• ЦИТИРУЕМЫЙ ТЕКСТ

САКУ Юлдашев окончил лишь в 1928 г.: видимо, его отвлекали от учебы разные мобилизации. В 1934 г. его послали в Москву учиться в Институт красной профессуры. Он закончил его в 1937 г., как раз тогда, когда в Узбекистане сменилось все руководство. Арестовали и затем расстреляли прежних руководителей А. Икрамова и Ф. Ходжаева, сменивший их У. Юсупов заполнял вакансии новыми людьми, в число которых попал и Юлдашев. Возможно, играли роль земляческие связи: оба были ферганцами. Как сказано в Интернете, он в 1937 г. стал секретарем Ташкентского горкома, затем в 1938–1940 гг. был первым секретарем Ташкентского обкома, одновременно в 1937–1941 гг. он занимал должность директора республиканского филиала Института Маркса – Энгельса – Ленина. От того времени у него и в военные годы сохранились два знака отличия: орден Ленина и значок депутата Верховного Совета первого созыва (из-за войны этот созыв длился долго: с 1937 по 1946 г.).

• ЗАДАНИЕ
Продолжите текст о жизни Юлдашева, начав сразу после его последнего предложения.

• ПЕРЕЧЕНЬ МАТЕРИАЛА
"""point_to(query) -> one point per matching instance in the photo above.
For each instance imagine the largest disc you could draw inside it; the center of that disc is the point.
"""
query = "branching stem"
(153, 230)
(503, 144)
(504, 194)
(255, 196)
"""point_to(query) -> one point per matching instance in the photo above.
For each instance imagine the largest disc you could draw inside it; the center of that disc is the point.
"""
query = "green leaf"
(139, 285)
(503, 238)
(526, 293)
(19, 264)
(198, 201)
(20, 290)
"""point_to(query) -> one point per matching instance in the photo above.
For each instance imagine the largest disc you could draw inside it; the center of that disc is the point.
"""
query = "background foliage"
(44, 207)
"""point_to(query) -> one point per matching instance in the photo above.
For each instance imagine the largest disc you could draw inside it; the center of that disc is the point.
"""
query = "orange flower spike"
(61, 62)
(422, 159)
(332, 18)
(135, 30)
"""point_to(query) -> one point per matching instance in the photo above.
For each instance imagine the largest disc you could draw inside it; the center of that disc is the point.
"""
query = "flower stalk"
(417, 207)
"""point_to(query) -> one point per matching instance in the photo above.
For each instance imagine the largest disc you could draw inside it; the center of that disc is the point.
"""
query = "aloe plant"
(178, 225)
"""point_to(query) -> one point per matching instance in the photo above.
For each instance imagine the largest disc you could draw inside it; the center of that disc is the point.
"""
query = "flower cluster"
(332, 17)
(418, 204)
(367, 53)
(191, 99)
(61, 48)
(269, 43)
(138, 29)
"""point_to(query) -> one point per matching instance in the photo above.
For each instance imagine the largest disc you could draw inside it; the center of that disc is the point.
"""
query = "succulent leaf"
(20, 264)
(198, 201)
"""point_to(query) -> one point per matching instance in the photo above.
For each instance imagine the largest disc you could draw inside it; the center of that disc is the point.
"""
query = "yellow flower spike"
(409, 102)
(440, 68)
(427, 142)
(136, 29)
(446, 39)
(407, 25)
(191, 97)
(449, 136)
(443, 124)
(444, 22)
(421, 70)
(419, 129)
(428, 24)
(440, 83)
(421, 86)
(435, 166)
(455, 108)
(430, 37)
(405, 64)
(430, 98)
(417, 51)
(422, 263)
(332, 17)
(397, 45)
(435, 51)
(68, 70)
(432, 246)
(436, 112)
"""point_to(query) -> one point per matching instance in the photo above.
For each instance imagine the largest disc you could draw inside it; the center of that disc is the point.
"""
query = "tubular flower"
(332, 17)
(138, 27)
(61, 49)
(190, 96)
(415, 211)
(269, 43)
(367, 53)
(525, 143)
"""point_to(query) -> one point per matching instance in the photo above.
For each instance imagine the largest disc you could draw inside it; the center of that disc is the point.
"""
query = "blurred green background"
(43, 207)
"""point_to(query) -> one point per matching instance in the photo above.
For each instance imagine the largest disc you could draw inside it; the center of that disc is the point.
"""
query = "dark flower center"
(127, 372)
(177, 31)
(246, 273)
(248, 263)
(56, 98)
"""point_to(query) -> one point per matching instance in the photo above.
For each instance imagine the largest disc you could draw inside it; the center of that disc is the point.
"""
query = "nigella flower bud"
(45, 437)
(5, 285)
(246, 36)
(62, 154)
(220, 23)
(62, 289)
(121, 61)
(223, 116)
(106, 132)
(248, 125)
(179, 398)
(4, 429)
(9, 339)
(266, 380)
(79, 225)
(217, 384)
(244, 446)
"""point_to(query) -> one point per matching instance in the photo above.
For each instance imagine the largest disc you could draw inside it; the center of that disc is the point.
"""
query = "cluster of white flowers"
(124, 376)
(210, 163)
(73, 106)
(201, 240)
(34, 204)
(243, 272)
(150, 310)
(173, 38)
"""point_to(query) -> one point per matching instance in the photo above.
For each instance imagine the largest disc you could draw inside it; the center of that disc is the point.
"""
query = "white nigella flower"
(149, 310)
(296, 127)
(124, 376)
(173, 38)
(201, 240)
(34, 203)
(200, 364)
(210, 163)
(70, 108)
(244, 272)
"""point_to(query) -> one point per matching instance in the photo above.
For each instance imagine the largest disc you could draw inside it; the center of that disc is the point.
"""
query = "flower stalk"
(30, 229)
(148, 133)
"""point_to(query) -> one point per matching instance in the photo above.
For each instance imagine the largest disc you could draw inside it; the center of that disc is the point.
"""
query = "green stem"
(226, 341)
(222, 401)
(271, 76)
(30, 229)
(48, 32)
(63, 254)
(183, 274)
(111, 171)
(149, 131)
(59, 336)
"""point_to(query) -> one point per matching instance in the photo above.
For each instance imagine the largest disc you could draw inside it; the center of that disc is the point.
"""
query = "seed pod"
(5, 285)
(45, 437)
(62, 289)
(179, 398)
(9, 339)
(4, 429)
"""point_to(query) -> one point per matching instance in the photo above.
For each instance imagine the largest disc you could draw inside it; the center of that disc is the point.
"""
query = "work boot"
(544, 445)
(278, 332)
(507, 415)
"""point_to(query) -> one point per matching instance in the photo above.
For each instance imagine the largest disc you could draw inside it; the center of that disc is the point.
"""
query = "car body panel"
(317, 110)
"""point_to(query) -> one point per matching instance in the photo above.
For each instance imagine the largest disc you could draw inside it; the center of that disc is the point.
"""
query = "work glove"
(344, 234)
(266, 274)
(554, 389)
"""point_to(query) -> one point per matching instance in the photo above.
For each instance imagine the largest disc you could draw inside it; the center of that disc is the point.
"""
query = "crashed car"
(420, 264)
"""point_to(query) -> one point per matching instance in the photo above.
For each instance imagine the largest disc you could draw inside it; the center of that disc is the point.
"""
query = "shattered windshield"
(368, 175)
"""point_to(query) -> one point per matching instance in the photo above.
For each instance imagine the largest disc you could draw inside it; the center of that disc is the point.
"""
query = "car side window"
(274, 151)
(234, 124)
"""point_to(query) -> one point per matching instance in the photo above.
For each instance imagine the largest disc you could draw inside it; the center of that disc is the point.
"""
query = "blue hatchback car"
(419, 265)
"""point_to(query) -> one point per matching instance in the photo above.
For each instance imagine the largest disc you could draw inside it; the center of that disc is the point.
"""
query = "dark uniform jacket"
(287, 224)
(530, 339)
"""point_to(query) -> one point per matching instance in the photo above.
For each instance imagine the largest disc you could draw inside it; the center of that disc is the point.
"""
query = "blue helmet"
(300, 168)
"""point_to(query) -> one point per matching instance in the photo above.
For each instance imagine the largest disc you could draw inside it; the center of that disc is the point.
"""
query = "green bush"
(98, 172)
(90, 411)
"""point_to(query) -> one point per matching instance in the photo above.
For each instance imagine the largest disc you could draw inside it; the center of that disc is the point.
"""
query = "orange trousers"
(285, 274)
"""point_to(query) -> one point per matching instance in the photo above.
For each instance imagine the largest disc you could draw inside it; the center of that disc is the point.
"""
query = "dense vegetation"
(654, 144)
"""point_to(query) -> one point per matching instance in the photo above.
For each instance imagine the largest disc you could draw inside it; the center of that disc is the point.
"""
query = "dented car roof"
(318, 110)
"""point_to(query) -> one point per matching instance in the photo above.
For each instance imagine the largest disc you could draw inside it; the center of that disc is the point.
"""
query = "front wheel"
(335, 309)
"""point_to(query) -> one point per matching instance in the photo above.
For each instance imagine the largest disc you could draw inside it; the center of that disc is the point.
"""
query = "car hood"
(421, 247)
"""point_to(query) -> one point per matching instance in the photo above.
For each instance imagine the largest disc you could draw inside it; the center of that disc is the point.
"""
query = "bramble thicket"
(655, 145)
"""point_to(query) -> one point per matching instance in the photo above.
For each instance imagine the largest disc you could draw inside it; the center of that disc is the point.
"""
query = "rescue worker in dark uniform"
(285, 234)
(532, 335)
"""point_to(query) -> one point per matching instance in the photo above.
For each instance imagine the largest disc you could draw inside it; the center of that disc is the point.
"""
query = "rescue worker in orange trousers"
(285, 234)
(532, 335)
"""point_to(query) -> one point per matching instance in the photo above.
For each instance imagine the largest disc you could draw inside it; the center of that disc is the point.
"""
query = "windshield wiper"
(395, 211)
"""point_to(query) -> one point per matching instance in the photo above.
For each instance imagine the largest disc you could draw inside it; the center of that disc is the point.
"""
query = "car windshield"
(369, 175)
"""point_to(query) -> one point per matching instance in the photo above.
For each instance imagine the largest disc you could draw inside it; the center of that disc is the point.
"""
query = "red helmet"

• РЕЗУЛЬТАТ
Скоро, однако, начался конфликт Юлдашева с Юсуповым, который, как пишет Антонова, «стал выталкивать Юлдашева с постов: в 1940 г. Юлдашева назначили наркомом просвещения Узбекистана, а в 1941 г. он стал всего лишь директором Института Академии наук» (речь идет об Институте истории, языка и литературы Узбекского филиала АН). В первые месяцы войны началась эвакуация московских и ленинградских ученых в Ташкент (тогда Антонова и познакомилась с Юлдашевым), тогда он «с большим почтением принимал академиков и членов-корреспондентов, старался их устроить получше, и они по-приятельски относились к нему». Тогда «многие узбеки еще помнили Юлдашева в славе», и на глазах Антоновой «милиционеры вскакивали со скамеек и отдавали ему честь, а в чайхане аксакалы сразу приглашали его к себе на почетное место. Юсупову эта популярность Юлдашева не давала покоя».

Дальше Антонова рассказывает: «В ноябре 1941 г. в Ташкенте началась кампания против национализма и аресты узбеков. В УзФАНе (Узбекский филиал АН СССР. – В. А.) был взят Маджиди, заведующий отделом литературы и близкий друг Юлдашева… В конце ноября 1941 г. Юлдашев перестал приходить в институт. Его жена сообщила по телефону обеспокоенным сотрудникам, что у него депрессия (он страдал сильной шизофренией и подозрительностью), надо лишь оставить его в покое и все будет в порядке. Когда прошла еще неделя, а Юлдашев не появлялся, сотрудники… пришли к нему домой – и обнаружили, что Юлдашевых и след простыл».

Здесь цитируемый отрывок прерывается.